## Work instruction 1
Can you condense the paragraph in the roadside-bomb post that begins "This post continues my coverage" into a shorter version that keeps its main facts?
## Work instruction 2
Would you reproduce the roadside-bomb post word for word between "This post continues" and "forces in Iraq.", inclusive?

## Excerpt provided
Tuesday, October 02, 2007

Fighting Roadside Bombs: Part II

This post continues my coverage of Rick Atkinson's series on the IED challenge and the U.S. military. In his second article Atkinson elaborates in some detail Defense Department efforts to counter the increasingly deadly effects of the IED threat to U.S. forces in Iraq.

Eliminating the IED problem was given top priority, although Atkinson argues that most of the various programs to combat the scourge were mostly ad hoc and unsuccessful. Atkinson also notes a particularly troubling development in the last couple of years involving newer explosive devices supplied to insurgents through the Iranian arms pipeline:

More than 250 American soldiers would be killed by another type of IED that was spreading across the battlefield and against which even the best jammers proved useless.

## Source data
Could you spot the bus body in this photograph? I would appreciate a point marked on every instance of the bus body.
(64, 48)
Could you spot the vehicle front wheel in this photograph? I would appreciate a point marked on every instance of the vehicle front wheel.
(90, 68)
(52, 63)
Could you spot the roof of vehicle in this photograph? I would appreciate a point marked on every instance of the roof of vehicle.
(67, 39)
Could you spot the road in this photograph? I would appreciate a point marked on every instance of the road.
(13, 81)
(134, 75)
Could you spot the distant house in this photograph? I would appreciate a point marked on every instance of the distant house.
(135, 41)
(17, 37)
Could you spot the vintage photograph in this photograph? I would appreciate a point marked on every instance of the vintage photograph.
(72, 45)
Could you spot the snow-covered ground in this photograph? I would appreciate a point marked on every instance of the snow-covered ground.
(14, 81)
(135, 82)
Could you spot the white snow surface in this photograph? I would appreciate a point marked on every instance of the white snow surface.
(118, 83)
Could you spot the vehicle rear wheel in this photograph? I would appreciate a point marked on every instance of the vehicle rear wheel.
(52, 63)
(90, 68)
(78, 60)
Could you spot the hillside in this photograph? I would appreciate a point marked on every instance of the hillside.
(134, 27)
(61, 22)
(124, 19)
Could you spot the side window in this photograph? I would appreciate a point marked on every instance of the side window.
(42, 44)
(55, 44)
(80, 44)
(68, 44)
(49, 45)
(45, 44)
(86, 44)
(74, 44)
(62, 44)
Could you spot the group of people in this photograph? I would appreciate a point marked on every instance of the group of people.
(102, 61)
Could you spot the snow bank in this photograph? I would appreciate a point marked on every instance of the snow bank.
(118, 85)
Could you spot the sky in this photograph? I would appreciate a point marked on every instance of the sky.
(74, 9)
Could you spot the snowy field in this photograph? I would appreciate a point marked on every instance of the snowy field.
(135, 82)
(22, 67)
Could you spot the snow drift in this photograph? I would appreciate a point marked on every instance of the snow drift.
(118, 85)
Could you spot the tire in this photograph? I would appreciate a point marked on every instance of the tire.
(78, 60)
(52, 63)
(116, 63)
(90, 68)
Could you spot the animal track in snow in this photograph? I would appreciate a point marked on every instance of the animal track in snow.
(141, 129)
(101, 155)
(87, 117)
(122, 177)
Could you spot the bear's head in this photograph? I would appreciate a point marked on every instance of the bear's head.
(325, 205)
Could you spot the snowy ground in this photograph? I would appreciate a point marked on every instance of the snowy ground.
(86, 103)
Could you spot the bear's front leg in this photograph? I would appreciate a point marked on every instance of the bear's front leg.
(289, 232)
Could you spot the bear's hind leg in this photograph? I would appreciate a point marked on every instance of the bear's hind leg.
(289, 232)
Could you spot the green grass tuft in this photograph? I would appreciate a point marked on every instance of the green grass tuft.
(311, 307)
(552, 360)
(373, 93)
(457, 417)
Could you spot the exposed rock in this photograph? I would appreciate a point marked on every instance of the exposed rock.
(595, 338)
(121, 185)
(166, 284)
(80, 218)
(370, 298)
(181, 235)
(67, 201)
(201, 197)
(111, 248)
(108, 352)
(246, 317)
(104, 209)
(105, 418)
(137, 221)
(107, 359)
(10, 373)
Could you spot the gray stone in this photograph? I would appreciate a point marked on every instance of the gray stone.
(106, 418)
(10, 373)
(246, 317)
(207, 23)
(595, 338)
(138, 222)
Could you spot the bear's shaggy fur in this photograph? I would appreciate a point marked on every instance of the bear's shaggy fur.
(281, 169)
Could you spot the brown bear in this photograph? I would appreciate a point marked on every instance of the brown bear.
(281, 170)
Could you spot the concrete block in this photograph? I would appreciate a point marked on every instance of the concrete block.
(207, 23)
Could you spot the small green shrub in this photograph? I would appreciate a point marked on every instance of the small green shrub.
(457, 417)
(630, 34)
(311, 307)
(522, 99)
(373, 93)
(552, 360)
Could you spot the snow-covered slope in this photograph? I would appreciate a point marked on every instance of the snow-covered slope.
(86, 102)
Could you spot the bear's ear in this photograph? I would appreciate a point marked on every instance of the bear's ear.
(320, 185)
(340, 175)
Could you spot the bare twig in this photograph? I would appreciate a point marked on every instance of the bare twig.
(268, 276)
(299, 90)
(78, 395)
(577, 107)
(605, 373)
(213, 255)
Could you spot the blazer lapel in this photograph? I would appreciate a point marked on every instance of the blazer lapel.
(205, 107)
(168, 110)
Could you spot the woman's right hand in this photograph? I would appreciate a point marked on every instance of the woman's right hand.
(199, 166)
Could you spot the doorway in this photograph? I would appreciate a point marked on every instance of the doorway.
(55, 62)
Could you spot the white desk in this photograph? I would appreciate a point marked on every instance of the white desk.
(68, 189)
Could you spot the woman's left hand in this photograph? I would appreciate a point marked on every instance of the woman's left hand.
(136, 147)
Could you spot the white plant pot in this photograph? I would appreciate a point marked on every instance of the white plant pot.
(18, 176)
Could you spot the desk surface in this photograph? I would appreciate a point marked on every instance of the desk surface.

## Written answer 1
The post continues coverage of Rick Atkinson's series on the IED challenge and the U.S. military. His second article details Defense Department efforts to counter the increasingly deadly IED threat to U.S. forces in Iraq.

## Written answer 2
This post continues my coverage of Rick Atkinson's series on the IED challenge and the U.S. military. In his second article Atkinson elaborates in some detail Defense Department efforts to counter the increasingly deadly effects of the IED threat to U.S. forces in Iraq.